■ **Referring expression pointing data**
■ ■ ■

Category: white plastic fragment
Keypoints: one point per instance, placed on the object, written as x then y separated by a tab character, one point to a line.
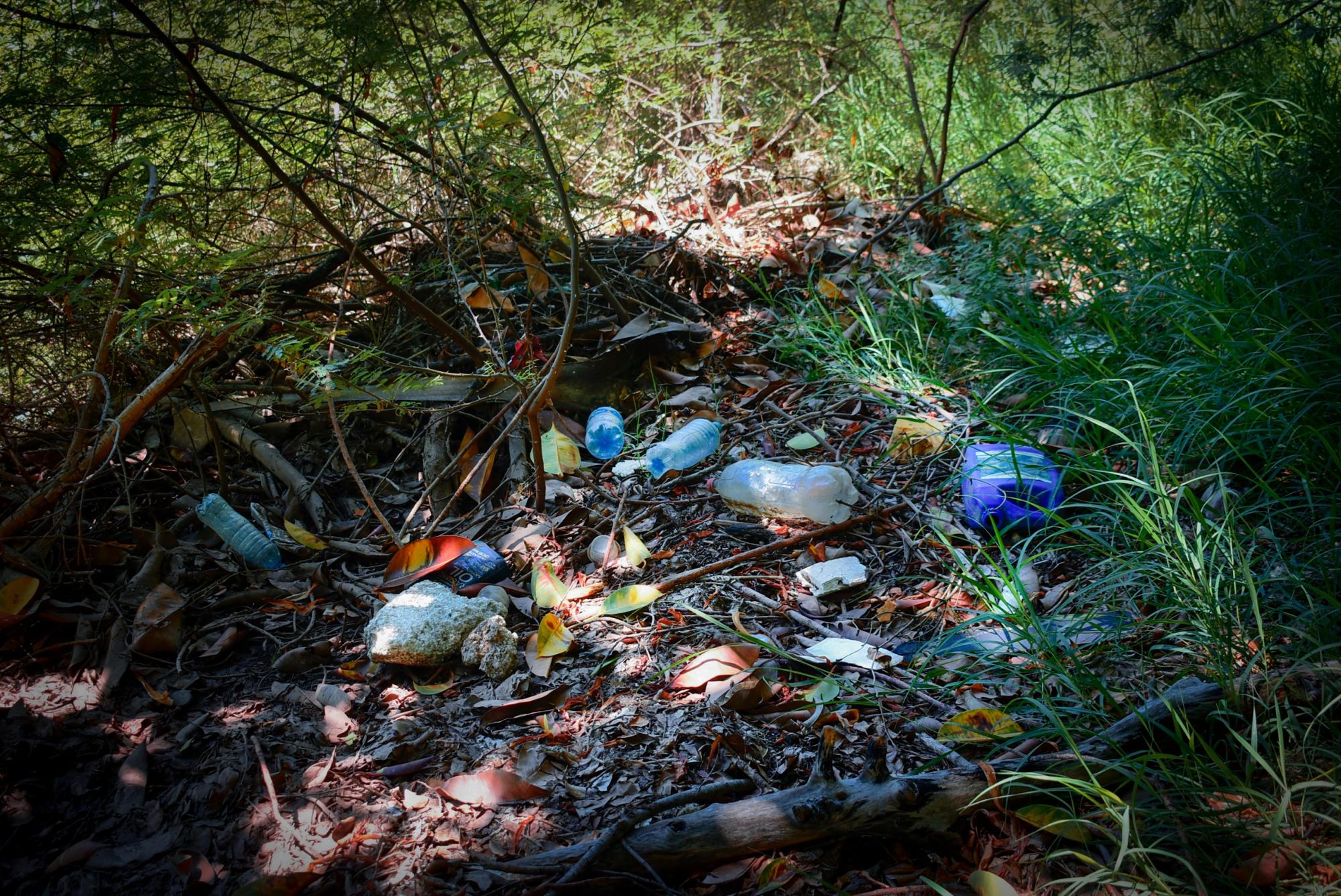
843	649
833	576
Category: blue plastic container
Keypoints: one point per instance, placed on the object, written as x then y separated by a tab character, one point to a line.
605	434
239	534
481	564
1010	486
687	446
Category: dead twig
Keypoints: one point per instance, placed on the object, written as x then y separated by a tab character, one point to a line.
707	793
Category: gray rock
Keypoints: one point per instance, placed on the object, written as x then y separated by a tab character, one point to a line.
491	647
427	623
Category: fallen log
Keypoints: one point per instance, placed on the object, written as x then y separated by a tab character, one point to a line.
918	806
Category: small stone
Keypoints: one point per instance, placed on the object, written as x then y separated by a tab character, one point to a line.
427	623
491	647
833	576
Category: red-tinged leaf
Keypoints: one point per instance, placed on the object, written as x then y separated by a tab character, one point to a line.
277	884
14	598
1267	867
74	854
526	707
538	664
491	787
423	557
718	663
553	639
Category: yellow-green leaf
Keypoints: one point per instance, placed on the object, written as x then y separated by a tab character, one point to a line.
560	452
430	690
914	438
502	119
807	440
829	290
635	552
989	884
304	537
1056	821
980	726
553	637
627	600
17	594
546	586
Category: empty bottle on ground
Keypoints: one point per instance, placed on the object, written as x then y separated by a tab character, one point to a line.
766	489
1010	486
686	447
605	434
239	534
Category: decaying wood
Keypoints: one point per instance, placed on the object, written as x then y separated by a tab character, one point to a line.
919	806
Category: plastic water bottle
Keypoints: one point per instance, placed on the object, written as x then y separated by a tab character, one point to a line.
1010	486
241	535
768	489
686	447
605	434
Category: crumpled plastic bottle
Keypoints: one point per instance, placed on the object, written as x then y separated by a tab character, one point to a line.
686	447
241	535
768	489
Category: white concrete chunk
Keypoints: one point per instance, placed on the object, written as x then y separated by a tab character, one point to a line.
833	576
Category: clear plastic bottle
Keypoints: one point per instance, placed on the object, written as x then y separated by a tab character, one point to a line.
605	434
241	535
768	489
686	447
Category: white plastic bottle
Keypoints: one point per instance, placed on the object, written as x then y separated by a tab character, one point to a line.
768	489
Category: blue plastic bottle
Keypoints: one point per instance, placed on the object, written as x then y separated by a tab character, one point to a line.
605	434
1010	486
690	444
241	535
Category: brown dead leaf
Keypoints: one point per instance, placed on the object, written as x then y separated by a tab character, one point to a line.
158	627
491	787
506	710
718	663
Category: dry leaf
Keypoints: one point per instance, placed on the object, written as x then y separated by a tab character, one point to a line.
553	639
158	627
980	726
548	588
422	558
718	663
635	552
537	278
536	704
14	597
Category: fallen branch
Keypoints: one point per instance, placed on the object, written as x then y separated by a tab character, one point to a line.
744	557
874	804
276	462
113	434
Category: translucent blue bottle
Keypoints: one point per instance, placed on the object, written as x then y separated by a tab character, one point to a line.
605	434
690	444
241	535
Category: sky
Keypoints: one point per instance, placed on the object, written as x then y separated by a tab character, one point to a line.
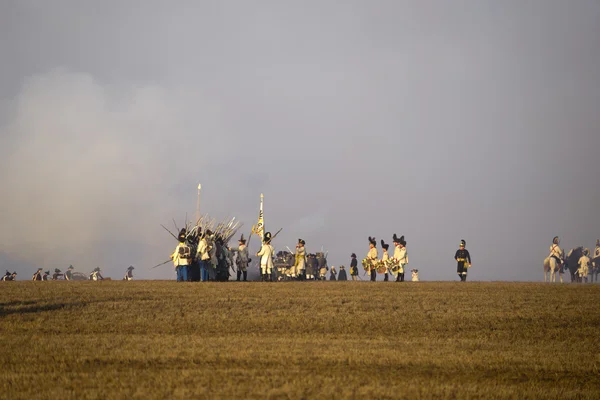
436	120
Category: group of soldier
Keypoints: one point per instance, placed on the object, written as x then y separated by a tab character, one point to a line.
579	261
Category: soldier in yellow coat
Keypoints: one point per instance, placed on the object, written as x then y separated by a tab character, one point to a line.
372	258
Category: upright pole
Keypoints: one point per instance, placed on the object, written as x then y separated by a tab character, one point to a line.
198	204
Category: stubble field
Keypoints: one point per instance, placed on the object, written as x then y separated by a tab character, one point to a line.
298	340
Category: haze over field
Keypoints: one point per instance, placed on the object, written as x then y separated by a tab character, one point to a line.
434	120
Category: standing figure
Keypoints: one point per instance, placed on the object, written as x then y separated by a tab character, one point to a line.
9	277
463	259
332	273
266	259
596	262
400	257
353	267
129	274
95	275
37	276
372	258
342	276
57	274
203	255
69	274
584	264
300	262
242	259
181	259
385	259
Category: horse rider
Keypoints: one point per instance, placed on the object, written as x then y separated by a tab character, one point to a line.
384	259
69	274
129	274
372	258
242	260
463	259
400	256
584	266
266	258
300	262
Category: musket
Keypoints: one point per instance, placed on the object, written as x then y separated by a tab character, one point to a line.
161	264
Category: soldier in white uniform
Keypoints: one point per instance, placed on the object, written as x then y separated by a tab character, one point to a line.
372	258
400	256
300	263
266	258
584	265
242	259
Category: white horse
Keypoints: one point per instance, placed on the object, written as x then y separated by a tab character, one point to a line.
550	269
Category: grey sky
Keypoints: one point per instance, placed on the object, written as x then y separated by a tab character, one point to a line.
438	120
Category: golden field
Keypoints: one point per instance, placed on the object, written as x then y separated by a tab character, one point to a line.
298	340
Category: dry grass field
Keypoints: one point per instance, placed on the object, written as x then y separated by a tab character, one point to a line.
298	340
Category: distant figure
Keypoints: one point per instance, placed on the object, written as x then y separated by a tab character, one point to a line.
415	275
242	260
181	258
372	258
300	261
129	274
353	267
266	258
584	264
95	275
9	277
554	262
342	276
69	274
384	260
400	257
37	276
463	259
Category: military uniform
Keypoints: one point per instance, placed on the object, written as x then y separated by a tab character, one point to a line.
463	259
372	257
181	259
37	276
584	265
129	274
300	261
384	259
400	256
354	267
266	258
242	260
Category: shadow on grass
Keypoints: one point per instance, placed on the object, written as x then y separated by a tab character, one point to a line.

■ ■ ■

■ **To do**
Return each of the lines exactly as they appear above, with no images.

■ **Solved exercise**
Category: white plastic fragment
Keypoints: one point per instance, placed on the object, written as x then y separated by a tab character, one point to a line.
843	649
833	576
Category: blue plastic container
Keypoints: one point per instance, placed on the object, written as x then y separated by a tab character, one point to a line.
605	434
239	534
481	564
1010	486
687	446
Category: dead twig
Keypoints: one point per instance, placed on the object, written as x then y separated by a tab character, one point to a line.
707	793
Category: gray rock
Keypoints: one point per instance, placed on the object, written as x then y separated by a tab character, one point to a line.
491	647
427	623
Category: fallen log
Keypoints: one point per instance, placed on the object, written as x then y separated by a tab character, one point to a line.
918	806
Category: small stone
Keypoints: one point per instance, placed on the object, written as x then y separated by a tab character, one point to a line.
427	623
491	647
833	576
Category: red-tinged leaf
Keypoints: one point per instance, placed on the object, written as x then y separated by a tab character, one point to a line.
277	884
14	598
1267	867
74	854
526	707
538	664
491	787
423	557
718	663
553	639
Category: yellow-green leaf
Keypoints: one point per instance, placed on the object, written as x then y separated by a tab character, one point to a line.
560	452
430	690
914	438
502	119
807	440
829	290
635	552
989	884
304	537
1056	821
980	726
553	637
627	600
17	594
546	586
Category: empty bottle on ground
Keypoints: one point per instance, placed on the object, written as x then y separated by a tab character, one point to a line.
766	489
1010	486
686	447
605	434
239	534
Category: decaying wood
Keypoints: one point per instance, placed on the object, written as x then y separated by a tab character, one point to a line.
919	806
Category: plastic water bottle
Keypoints: one point per instance, placed on the object, written as x then y separated by a tab character, one point to a line.
1010	486
241	535
768	489
686	447
605	434
Category: crumpled plastic bottle
Keypoints: one point per instance, placed on the object, written as x then y separated by a tab character, one point to a line.
686	447
241	535
768	489
Category: white concrete chunk
Keypoints: one point per instance, placed on the object, written as x then y separated by a tab character, one point to a line.
833	576
Category: clear plastic bottle
Keypoints: one point per instance, placed on the object, written as x then y separated by a tab character, one point to a line.
605	434
241	535
768	489
686	447
Category: white plastic bottle
Keypoints: one point per instance, placed on the object, written as x then y separated by a tab character, one point to a line.
768	489
Category: blue plastic bottle
Keypoints: one point per instance, placed on the object, written as x then y separated by a tab character, one point to a line.
605	434
1010	486
690	444
241	535
Category: brown dead leaf
Keypoints: one point per instance, placed on the object, written as x then y separated by a tab character, one point to a line.
158	627
491	787
506	710
718	663
Category: dry leaf
Keypoints: one point per instance, placed on the object, written as x then y separated by a tab character, one point to a line.
553	639
158	627
980	726
548	588
422	558
718	663
635	552
537	278
536	704
14	597
Category: fallen branch
Keypoints: one point per instance, placed on the object, written as x then y separated by a tab character, one point to a line.
744	557
874	804
276	462
113	434
Category: translucent blue bottle
Keypoints: one point per instance, placed on the object, written as x then y separated by a tab character, one point to a line.
605	434
690	444
241	535
Category: sky
Keypoints: one point per instance, placed on the object, written as x then y separated by a tab character, one point to a line.
436	120
Category: group of soldier
Keypoints: one point per instance, placed on the object, written as x then y separated by a tab character, one point to a line.
579	261
Category: soldier in yellow coat
Keypoints: one point per instance, placed on the object, written as x then y separated by a tab character, one point to a line.
372	258
Category: upright pole
Keypoints: one point per instance, placed on the object, written as x then y separated by a tab character, one point to a line.
198	204
Category: stubble field
Keypoints: one point per instance, placed on the object, written as x then y separated by a tab character, one point to a line.
298	340
Category: haze over field
Keypoints: one point per instance, placed on the object, written as x then y separated by a tab character, one point to a line.
434	120
Category: standing figure
Keypoints: one point per instance, placed on the object, written as x then y separated by a tab character, one point to a line.
9	277
463	259
332	273
266	259
596	262
400	257
353	267
129	274
95	275
37	276
372	258
342	276
57	274
203	255
69	274
584	264
300	262
242	259
181	259
385	259
Category: horse rider
Keypoints: one point per instance, placed on the object, written as x then y separated by a tab character, one point to a line.
384	259
69	274
129	274
372	258
242	260
463	259
400	256
584	266
266	258
300	262
Category: musket
Keypoints: one point per instance, placed on the object, written as x then y separated by a tab character, one point to a line.
161	264
Category: soldier in white uniform
Keypoints: one point per instance, placed on the object, written as x then y separated by a tab character, one point to a line.
372	258
400	256
300	263
266	258
584	265
242	259
Category: white horse
Keypoints: one point per instance, placed on the object, written as x then y separated by a tab character, one point to a line.
550	269
Category: grey sky
Keypoints: one point per instance, placed on the object, written as x then y separated by a tab character, one point to a line.
438	120
Category: golden field
Keypoints: one point per instance, placed on the object, written as x then y separated by a tab character, one point to a line.
298	340
Category: dry grass field
Keypoints: one point per instance, placed on the object, written as x then y separated by a tab character, one point to a line.
298	340
Category: distant figure
Keypoints: one point per instance, placed on the object, written as x then y separated by a tab character, one point to a line.
415	275
242	260
181	258
372	258
300	261
129	274
353	267
266	258
584	264
95	275
9	277
554	262
342	276
69	274
384	260
400	257
37	276
463	259
Category: military uniform
Keypoints: one point per instance, placed on the object, written as x then y separated by a tab character, one point to a line.
463	259
372	257
181	259
37	276
584	265
129	274
300	261
384	259
400	256
354	267
266	258
242	260
Category: shadow on grass
Keypoints: one point per instance, placed on the object, written as x then y separated by a tab character, one point to a line.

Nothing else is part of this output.